→ **RECORDS SUPPLIED**:
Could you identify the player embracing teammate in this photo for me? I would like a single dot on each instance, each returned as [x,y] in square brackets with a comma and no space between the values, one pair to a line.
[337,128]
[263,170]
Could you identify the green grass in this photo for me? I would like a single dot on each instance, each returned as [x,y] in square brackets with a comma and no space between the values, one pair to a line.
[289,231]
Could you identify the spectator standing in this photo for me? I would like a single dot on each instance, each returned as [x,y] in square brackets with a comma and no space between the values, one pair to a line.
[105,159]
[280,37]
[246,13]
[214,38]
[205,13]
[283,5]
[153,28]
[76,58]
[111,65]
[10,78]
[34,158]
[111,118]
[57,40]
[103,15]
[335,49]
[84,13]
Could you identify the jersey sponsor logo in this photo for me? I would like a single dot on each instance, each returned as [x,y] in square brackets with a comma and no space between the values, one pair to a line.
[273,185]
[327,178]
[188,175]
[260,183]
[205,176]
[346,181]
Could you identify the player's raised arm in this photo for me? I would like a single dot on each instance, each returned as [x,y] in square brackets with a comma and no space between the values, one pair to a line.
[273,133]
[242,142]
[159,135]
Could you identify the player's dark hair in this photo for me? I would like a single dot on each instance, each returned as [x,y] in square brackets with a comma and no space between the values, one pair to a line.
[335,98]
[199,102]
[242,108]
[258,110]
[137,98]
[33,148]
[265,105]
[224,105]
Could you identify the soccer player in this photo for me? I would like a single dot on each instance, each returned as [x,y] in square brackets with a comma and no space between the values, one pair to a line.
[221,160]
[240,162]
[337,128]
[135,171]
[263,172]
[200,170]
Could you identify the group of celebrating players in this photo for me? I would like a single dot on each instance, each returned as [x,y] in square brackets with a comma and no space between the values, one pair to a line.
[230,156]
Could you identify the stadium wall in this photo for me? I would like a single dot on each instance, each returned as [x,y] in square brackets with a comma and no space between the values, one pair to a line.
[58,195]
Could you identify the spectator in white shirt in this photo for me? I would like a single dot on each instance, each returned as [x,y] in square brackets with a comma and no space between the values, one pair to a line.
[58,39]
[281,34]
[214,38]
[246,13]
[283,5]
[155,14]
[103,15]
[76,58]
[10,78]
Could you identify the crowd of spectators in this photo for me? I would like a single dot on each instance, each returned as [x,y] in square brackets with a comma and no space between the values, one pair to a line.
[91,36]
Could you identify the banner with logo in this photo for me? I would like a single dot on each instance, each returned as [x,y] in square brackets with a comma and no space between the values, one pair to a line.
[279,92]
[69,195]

→ **DESCRIPTION OF THE TASK**:
What do the records say? Quote them all exactly.

→ **TASK RESULT**:
Could you identify the player embracing teammate in this photo for me? I would like a single dot on each instance, each returned as [x,y] in square brackets with a comma and no space between the values, one pair to a line.
[337,128]
[263,170]
Could you identify the green grass in this photo for me? I would like a single dot on each instance, each returned as [x,y] in square brackets with a comma and no space between the values, one pair to a line.
[289,231]
Could you identify the spectator standing in this photo for me? I would like a single dot on each instance, each returned as [x,y] in square brackets with a comma and no space between the values, one pair to a line.
[105,159]
[280,37]
[246,13]
[214,38]
[205,13]
[283,5]
[153,28]
[76,58]
[111,65]
[10,78]
[34,158]
[111,118]
[57,40]
[103,15]
[335,49]
[84,13]
Could you identify the jersey sponsor logo in this photo for me? I would like a single dot on each instance, each returned as [x,y] in square brackets with a comma and no space between the values, one pair to a line.
[273,185]
[327,178]
[188,175]
[260,183]
[205,176]
[346,181]
Could you identify the player's raised arm in this photo for me? I would like a single dot on each instance, each returned as [x,y] in square brackets with a comma and no space between the values, one pair to a line.
[273,133]
[242,142]
[159,135]
Could you identify the player's dark hair in this photo for me? I would like a single dot on each instance, each returned as [x,y] in square brackets with a comma and no space between the values, one pair to a line.
[335,98]
[199,102]
[242,108]
[258,110]
[137,98]
[33,148]
[265,105]
[224,105]
Could you identify the soccer player in this photo for me? I would like a single dot on each instance, each returned as [x,y] in square brackets with a comma and no space between the values, one pair to a line.
[221,160]
[240,162]
[337,128]
[135,171]
[263,172]
[200,170]
Could you identify the group of celebrating players in this photo for me? I would like a single dot on each instance, each returned as [x,y] in square brackets with a comma and no space between the values, one pair to a line.
[230,156]
Could you identify the stadium wall in this photo for me? I would like a single dot on each instance, each returned as [x,y] in square brackets with a comma and no space between the values, one pair to a line.
[58,195]
Could you identify the spectator in white shirt in this photo for me? I would like a single dot on each instance, each returned as [x,y] in square brackets with a comma and no space between the values, one pair to a line.
[58,39]
[281,34]
[214,38]
[246,13]
[283,5]
[155,14]
[103,15]
[76,58]
[10,78]
Could you identify the crowd of spectators in this photo for me? I would like a single dot on each instance, each returned as [x,y] in square brackets with a comma and no space between the values, one pair to a line.
[91,36]
Could you identify the banner with logo in this photo for me? I would like a single dot on each instance, each returned as [x,y] in square brackets with a comma and no space between the values, one pair to a line.
[279,92]
[69,195]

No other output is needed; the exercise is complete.